→ The request
Find each line in the listing below that contains the string "traffic" and copy it out. Case counts.

(Source data)
%%

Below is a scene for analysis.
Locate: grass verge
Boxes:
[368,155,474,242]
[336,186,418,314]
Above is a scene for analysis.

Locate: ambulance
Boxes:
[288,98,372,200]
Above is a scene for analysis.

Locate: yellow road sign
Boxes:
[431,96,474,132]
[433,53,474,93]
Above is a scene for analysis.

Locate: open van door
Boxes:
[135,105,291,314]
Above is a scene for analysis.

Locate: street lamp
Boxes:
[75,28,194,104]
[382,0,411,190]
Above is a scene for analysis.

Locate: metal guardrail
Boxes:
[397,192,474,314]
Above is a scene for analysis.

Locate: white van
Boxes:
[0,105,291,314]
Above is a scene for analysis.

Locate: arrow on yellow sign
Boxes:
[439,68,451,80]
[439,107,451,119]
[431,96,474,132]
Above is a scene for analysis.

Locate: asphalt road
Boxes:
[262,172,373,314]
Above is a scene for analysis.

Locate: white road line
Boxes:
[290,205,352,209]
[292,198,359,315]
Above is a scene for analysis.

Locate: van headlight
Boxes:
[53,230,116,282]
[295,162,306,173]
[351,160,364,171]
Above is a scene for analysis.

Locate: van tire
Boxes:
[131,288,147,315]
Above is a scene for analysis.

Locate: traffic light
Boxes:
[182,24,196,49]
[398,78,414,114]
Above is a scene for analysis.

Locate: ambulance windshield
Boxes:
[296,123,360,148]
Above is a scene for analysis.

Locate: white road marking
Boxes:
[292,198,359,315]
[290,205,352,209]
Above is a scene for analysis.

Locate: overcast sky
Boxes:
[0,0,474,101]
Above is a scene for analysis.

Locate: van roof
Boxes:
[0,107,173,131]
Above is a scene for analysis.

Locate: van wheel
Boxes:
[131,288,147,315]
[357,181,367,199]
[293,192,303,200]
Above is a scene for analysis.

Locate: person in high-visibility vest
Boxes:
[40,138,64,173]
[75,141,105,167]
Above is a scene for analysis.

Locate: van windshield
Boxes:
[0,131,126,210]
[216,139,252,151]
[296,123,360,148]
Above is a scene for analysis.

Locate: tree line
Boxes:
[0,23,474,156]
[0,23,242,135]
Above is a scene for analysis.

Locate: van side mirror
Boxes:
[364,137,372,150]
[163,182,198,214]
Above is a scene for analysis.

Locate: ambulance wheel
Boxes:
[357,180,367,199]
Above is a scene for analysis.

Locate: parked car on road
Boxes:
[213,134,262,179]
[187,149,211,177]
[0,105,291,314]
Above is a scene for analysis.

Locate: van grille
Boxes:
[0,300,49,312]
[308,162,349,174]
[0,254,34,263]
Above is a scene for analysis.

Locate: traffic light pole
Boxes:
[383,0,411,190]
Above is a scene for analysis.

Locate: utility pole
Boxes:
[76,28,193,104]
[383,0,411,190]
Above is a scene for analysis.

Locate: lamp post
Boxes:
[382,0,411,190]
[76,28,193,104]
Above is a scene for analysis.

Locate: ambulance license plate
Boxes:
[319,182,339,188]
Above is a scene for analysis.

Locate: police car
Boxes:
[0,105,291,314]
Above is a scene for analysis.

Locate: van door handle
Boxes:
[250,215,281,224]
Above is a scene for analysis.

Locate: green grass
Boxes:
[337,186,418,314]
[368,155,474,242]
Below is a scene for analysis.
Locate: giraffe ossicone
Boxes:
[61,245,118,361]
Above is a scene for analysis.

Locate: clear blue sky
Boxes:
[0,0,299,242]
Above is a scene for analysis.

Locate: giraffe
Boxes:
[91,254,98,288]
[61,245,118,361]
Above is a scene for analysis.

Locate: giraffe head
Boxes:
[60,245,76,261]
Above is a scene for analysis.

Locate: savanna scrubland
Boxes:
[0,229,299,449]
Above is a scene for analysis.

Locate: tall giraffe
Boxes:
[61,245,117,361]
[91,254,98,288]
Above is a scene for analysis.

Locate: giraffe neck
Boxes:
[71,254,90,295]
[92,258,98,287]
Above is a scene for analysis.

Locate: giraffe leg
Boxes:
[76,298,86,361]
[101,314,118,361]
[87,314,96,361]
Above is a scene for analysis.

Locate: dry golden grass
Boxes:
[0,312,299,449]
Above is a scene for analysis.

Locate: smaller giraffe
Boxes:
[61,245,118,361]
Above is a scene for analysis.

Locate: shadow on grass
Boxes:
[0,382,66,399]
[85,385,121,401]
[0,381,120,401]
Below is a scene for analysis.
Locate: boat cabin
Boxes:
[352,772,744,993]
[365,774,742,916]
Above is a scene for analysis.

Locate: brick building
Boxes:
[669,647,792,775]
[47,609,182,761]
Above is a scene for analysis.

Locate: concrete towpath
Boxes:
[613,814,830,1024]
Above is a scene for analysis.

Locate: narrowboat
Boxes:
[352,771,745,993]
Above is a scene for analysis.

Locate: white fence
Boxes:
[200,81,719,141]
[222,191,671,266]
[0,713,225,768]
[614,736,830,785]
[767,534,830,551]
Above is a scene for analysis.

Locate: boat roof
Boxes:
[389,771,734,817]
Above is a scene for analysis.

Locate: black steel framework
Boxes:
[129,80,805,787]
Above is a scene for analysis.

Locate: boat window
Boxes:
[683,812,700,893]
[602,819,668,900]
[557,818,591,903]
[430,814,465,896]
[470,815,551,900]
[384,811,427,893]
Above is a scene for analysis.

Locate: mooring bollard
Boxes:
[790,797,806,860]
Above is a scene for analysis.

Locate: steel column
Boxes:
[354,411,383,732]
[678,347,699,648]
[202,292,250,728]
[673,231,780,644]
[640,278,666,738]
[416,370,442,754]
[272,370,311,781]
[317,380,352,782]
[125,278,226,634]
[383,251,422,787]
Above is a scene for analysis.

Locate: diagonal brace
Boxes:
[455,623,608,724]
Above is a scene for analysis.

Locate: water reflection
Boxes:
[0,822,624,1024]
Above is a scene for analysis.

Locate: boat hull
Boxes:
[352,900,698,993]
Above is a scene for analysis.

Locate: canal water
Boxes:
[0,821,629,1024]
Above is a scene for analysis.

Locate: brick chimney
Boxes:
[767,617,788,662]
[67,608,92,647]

%%

→ Reply
Locate: traffic light
Locate: traffic light pole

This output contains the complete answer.